■ **EXERCISE BRIEF**
Nothing should be left out when you copy the entries below.

Records from a data collection
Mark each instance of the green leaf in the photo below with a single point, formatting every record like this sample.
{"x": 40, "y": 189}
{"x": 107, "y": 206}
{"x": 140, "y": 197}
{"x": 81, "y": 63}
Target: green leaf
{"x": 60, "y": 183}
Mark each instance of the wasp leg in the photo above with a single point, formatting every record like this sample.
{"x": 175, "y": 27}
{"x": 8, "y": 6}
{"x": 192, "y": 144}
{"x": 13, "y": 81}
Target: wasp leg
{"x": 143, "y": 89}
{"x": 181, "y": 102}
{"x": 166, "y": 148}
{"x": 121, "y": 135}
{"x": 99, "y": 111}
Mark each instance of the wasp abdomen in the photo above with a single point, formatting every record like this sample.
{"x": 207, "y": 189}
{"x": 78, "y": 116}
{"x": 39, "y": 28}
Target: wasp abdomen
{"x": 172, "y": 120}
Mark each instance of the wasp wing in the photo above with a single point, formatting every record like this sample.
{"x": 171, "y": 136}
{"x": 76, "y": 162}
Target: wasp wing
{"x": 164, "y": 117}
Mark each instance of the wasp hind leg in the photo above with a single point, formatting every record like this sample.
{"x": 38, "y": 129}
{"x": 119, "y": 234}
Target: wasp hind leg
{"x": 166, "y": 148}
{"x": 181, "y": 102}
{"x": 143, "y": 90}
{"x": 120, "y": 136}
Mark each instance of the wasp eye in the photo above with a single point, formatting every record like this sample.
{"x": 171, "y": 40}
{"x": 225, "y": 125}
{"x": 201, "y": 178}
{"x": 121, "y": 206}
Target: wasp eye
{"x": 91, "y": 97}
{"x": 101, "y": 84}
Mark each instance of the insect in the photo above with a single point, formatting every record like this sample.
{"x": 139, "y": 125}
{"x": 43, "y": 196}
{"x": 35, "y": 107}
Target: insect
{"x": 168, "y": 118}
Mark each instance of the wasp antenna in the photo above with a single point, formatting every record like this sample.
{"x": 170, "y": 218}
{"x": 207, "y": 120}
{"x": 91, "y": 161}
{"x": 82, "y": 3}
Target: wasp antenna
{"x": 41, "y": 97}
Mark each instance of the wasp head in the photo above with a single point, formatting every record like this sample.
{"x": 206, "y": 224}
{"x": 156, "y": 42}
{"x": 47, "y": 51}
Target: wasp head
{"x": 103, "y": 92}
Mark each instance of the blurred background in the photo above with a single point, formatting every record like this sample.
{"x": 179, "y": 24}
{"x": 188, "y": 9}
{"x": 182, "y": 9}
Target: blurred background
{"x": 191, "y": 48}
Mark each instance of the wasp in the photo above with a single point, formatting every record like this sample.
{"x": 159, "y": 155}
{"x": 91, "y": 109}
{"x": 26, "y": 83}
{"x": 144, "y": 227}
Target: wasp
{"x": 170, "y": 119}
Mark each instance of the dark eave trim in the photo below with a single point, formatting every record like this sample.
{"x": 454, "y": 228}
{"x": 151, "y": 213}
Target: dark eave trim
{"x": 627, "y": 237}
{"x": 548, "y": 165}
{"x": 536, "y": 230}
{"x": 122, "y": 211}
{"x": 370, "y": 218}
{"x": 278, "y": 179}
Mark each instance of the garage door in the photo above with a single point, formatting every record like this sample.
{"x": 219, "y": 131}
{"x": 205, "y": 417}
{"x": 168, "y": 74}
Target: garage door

■ **ANSWER TO THE EXERCISE**
Mark each instance of the green leaf in the photo below with a single point, formatting every record like this sample.
{"x": 40, "y": 189}
{"x": 107, "y": 206}
{"x": 140, "y": 197}
{"x": 81, "y": 63}
Target: green leaf
{"x": 60, "y": 183}
Mark each instance of the wasp leg in the photo above with a single point, formatting every record like this sample.
{"x": 175, "y": 27}
{"x": 8, "y": 6}
{"x": 192, "y": 144}
{"x": 13, "y": 81}
Target: wasp leg
{"x": 143, "y": 89}
{"x": 181, "y": 102}
{"x": 166, "y": 148}
{"x": 121, "y": 135}
{"x": 99, "y": 111}
Mark each instance of the wasp abdomen in the photo above with a single point, formatting every record like this sample.
{"x": 207, "y": 189}
{"x": 78, "y": 116}
{"x": 39, "y": 28}
Target: wasp abdomen
{"x": 172, "y": 120}
Mark each instance of the wasp wing in the photo above with a single point, formatting every record like this sample.
{"x": 171, "y": 136}
{"x": 76, "y": 162}
Target: wasp wing
{"x": 164, "y": 117}
Mark each instance of the wasp hind leg in the photo above with a single point, formatting every record like this sample.
{"x": 38, "y": 129}
{"x": 119, "y": 234}
Target: wasp hind leg
{"x": 166, "y": 148}
{"x": 181, "y": 102}
{"x": 143, "y": 90}
{"x": 120, "y": 136}
Mark each instance of the wasp eye in the photo above with a single point, formatting every record like this sample.
{"x": 171, "y": 40}
{"x": 225, "y": 125}
{"x": 201, "y": 178}
{"x": 121, "y": 206}
Target: wasp eye
{"x": 91, "y": 97}
{"x": 101, "y": 84}
Mark each instance of the insect in the photo above with a single point, formatting every record like this sample.
{"x": 139, "y": 125}
{"x": 43, "y": 196}
{"x": 35, "y": 107}
Target: insect
{"x": 168, "y": 118}
Mark each instance of the wasp antenna in the photo above with a single point, formatting every record like this sample.
{"x": 170, "y": 218}
{"x": 207, "y": 120}
{"x": 91, "y": 161}
{"x": 82, "y": 3}
Target: wasp antenna
{"x": 41, "y": 97}
Mark each instance of the wasp head in the photo above with a single point, formatting every record like this sample.
{"x": 206, "y": 224}
{"x": 156, "y": 42}
{"x": 47, "y": 51}
Target: wasp head
{"x": 103, "y": 92}
Mark each instance of the blurred background in the photo above with a single point, formatting every record like this sample.
{"x": 179, "y": 24}
{"x": 188, "y": 9}
{"x": 182, "y": 9}
Target: blurred background
{"x": 191, "y": 48}
Mark each instance of the wasp in the photo above with a single point, formatting every record like this sample.
{"x": 159, "y": 155}
{"x": 91, "y": 109}
{"x": 26, "y": 83}
{"x": 144, "y": 227}
Target: wasp
{"x": 170, "y": 119}
Mark each instance of the dark eave trim in the photo below with a single point, formatting every record like this sample.
{"x": 454, "y": 228}
{"x": 151, "y": 213}
Target: dark eave trim
{"x": 627, "y": 237}
{"x": 548, "y": 165}
{"x": 536, "y": 230}
{"x": 122, "y": 211}
{"x": 370, "y": 218}
{"x": 278, "y": 179}
Mark each instance of the garage door in the photo above with a single point, formatting every record like this sample.
{"x": 219, "y": 131}
{"x": 205, "y": 417}
{"x": 168, "y": 74}
Target: garage door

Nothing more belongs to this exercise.